(Stored dataset items)

——

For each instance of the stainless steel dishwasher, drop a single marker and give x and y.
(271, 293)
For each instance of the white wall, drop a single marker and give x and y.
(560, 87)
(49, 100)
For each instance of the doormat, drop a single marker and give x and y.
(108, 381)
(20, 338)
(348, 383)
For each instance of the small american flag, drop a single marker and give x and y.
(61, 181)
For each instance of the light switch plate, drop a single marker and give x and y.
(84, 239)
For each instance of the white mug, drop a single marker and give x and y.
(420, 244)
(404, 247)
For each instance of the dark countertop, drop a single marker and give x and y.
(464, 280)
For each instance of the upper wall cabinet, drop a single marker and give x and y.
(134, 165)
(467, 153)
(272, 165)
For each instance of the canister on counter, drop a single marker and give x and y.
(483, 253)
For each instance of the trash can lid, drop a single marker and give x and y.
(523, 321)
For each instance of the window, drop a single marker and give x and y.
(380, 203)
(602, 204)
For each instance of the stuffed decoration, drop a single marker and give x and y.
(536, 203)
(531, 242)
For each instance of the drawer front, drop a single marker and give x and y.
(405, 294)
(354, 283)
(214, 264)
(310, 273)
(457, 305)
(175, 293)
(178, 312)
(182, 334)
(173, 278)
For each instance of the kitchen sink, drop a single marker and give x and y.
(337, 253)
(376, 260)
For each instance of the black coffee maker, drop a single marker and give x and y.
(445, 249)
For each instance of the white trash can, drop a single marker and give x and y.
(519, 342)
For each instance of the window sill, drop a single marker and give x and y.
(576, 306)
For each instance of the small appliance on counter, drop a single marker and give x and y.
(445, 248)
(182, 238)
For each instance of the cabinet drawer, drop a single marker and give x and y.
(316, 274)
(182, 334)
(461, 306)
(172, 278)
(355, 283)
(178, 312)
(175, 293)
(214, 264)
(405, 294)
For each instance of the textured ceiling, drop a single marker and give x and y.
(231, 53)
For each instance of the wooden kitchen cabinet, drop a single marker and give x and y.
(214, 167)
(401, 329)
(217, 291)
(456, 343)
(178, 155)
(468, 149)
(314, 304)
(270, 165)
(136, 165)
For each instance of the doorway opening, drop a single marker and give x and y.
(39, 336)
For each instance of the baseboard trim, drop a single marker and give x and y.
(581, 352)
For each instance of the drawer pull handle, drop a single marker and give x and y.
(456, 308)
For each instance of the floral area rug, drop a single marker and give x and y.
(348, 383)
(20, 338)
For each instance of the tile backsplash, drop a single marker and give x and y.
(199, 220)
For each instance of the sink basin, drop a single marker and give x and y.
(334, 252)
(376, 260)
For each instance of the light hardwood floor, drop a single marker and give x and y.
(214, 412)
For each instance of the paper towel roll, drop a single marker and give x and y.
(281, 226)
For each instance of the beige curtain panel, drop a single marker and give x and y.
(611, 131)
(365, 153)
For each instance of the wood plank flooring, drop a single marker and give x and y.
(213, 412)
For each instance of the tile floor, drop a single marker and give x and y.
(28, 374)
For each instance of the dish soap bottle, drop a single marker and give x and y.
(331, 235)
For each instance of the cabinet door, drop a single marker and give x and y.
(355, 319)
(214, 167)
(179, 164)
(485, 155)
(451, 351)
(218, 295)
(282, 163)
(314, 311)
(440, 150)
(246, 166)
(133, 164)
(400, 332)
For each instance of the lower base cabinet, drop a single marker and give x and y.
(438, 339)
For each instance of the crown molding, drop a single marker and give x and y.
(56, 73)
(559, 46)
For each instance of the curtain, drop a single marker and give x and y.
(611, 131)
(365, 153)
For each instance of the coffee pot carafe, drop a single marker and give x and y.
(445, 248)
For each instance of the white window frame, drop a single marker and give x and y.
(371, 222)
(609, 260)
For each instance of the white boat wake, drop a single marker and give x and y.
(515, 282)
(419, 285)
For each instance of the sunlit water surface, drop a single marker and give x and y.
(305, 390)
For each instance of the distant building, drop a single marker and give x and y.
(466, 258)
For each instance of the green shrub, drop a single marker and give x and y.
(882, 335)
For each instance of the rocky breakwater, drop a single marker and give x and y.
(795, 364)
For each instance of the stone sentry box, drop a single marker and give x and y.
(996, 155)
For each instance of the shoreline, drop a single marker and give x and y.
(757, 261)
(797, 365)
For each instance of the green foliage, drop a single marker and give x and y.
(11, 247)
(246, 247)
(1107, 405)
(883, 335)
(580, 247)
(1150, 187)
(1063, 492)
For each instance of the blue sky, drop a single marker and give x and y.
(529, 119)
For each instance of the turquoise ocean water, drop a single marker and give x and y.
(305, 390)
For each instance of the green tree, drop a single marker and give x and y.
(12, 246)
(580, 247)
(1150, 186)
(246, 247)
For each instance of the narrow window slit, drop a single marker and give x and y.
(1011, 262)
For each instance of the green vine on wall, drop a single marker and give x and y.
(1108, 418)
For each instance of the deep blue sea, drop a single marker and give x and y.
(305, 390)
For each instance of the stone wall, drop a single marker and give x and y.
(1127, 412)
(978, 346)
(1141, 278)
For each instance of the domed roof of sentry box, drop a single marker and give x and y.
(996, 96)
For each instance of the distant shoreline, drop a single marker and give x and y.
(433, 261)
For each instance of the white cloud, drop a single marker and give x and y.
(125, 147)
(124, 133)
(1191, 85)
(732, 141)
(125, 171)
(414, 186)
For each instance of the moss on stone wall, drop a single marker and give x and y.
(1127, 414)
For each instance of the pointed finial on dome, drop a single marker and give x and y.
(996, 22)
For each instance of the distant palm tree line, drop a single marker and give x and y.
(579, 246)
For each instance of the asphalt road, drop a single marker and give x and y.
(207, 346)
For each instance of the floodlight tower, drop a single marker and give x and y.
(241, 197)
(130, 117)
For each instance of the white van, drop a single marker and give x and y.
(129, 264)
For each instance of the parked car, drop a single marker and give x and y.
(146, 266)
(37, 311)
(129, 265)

——

**Brief:** The records must be given again in full, exactly as shown.

**Exercise result:**
For each instance of the stainless steel dishwasher, drop a single marker and give x and y.
(271, 293)
For each instance of the white wall, drop a single marker and give x and y.
(560, 87)
(49, 100)
For each instance of the doormat, drop a single marker and give x and y.
(108, 381)
(20, 338)
(348, 383)
For each instance of the small american flag, drop a single marker and give x and y.
(61, 181)
For each instance of the light switch plate, drop a single marker and give x and y.
(84, 239)
For each instance of the white mug, drop a single marker and give x and y.
(420, 244)
(404, 247)
For each instance of the dark countertop, drop a single marker and give x and y.
(464, 280)
For each instance of the upper wall cabinet, drop a single marker and give x and y.
(134, 165)
(467, 153)
(272, 165)
For each instance of the canister on counter, drop a single marker and give x and y.
(483, 253)
For each instance of the trash can lid, drop a single marker and give x and y.
(523, 321)
For each instance of the window, drop a single marker and give x and y.
(380, 203)
(602, 204)
For each instance of the stuffed decoration, drop a single marker and give x and y.
(536, 203)
(531, 242)
For each instance of the drawer front, drop a single marker and give x and y.
(405, 294)
(354, 283)
(214, 264)
(310, 273)
(457, 305)
(175, 293)
(178, 312)
(182, 334)
(173, 278)
For each instance of the kitchen sink, drop a single marker and give x and y.
(337, 253)
(376, 260)
For each instance of the black coffee maker, drop a single marker and give x and y.
(445, 249)
For each instance of the white trash can, drop a single marker and give x and y.
(519, 342)
For each instance of the window sill, drop a single marker and give x and y.
(576, 306)
For each instance of the small appliance on counter, drop a single marker and give x and y.
(445, 248)
(182, 238)
For each instance of the cabinet drawer, drop a single marker and give x and y.
(316, 274)
(182, 334)
(461, 306)
(172, 278)
(355, 283)
(178, 312)
(175, 293)
(214, 264)
(405, 294)
For each instance of the textured ceiling, drop a single marker and give x and y.
(231, 53)
For each instance of the wooden kitchen cabinet, drop a single marker and give x and y.
(214, 167)
(401, 329)
(217, 291)
(456, 343)
(178, 155)
(468, 149)
(314, 304)
(270, 165)
(136, 165)
For each instance of the doorway opening, drop a single marker and give x and y.
(39, 336)
For each instance of the baseboard trim, drop a single marker and give x and y.
(581, 352)
For each instance of the drawer pull handle, drop a single marker and give x and y.
(456, 308)
For each instance of the floral area rug, drop a single marker and give x and y.
(348, 383)
(20, 338)
For each instance of the tile backsplash, drop a single marker and give x and y.
(199, 220)
For each instance of the sink basin, drop a single marker and give x and y.
(334, 252)
(376, 260)
For each instance of the light hardwood floor, drop a single marker and give x and y.
(214, 412)
For each instance of the paper towel roll, drop a single marker and give x and y.
(281, 226)
For each instance of the beige curtain panel, drop a single marker and give x and y.
(611, 131)
(365, 153)
For each instance of the wood plank flooring, drop a single marker and give x and y.
(213, 412)
For each instance of the tile floor, drop a single marker and give x and y.
(28, 374)
For each instance of the dish soap bottle, drop a single marker and give x and y.
(331, 235)
For each instance of the cabinet door, drop a single marker and give x and y.
(355, 319)
(214, 167)
(179, 164)
(485, 155)
(451, 351)
(218, 295)
(282, 163)
(314, 311)
(440, 150)
(246, 166)
(133, 164)
(400, 332)
For each instance of the lower base cabinet, drop a single marker and give x and y.
(438, 339)
For each instance of the crown molding, drop a single marker and give x and y.
(56, 73)
(559, 46)
For each instance of the curtain, drop a single marker and give x and y.
(611, 131)
(365, 153)
For each instance of the coffee pot carafe, drop a single marker and give x and y.
(445, 248)
For each instance of the white window frame, drop a single marker and give x and y.
(371, 222)
(609, 260)
For each instance of the white boat wake, drop a single marker and give x and y.
(515, 282)
(419, 285)
For each instance of the sunlit water surface, drop a single marker and give x and y.
(305, 390)
For each instance of the distant building, drop a single marker and give x and y.
(466, 258)
For each instance of the green shrub, drop a single marker and give x and y.
(882, 335)
For each instance of the rocky breakwater, drop a single marker and give x and y.
(795, 364)
For each instance of the stone sentry box, drop a single marker and give x and y.
(996, 155)
For each instance of the shoreline, drop a single marker and give x and y.
(757, 261)
(797, 365)
For each instance of the green foliage, drop a single marker and give x and y.
(11, 247)
(246, 247)
(1107, 405)
(883, 335)
(580, 247)
(1150, 187)
(1063, 492)
For each instance of the blue sky, drop a single marker and give x and y.
(529, 119)
For each instance of the turquoise ocean water, drop a single marker and give x and y.
(305, 390)
For each instance of the green tree, drop a single marker and give x and y.
(12, 246)
(580, 247)
(1150, 186)
(246, 247)
For each instance of the narrow window slit, drop a single marker and give x and y.
(1011, 262)
For each instance of the green vine on wall, drop a single marker and give x and y.
(1108, 418)
For each instance of the deep blue sea, drop a single marker and give x and y.
(305, 390)
For each instance of the stone wall, drop a single marker and give x and y.
(1127, 412)
(978, 346)
(1141, 278)
For each instance of the domed roof of sentry box, drop a single marker and give x and y.
(996, 96)
For each instance of the distant shoreline, drop a single marker and give x and y.
(433, 261)
For each instance of the white cloud, drop a single marker and give x and y.
(125, 147)
(124, 133)
(1191, 85)
(732, 141)
(125, 171)
(414, 186)
For each instance of the moss on stone wall, drop a single marker and give x and y.
(1127, 414)
For each instance of the pointed finial on dome, drop a single marker and give x and y.
(996, 22)
For each instance of the distant palm tree line, drop a single marker and give x and y.
(579, 246)
For each instance of the asphalt road, drop a single marker and give x and y.
(207, 346)
For each instance of the floodlight tower, drop a single marker and give x and y.
(241, 197)
(130, 117)
For each instance of the white van, drop a single marker and give x and y.
(129, 264)
For each instance of the parked car, drop a single marker and give x and y.
(146, 266)
(37, 311)
(129, 265)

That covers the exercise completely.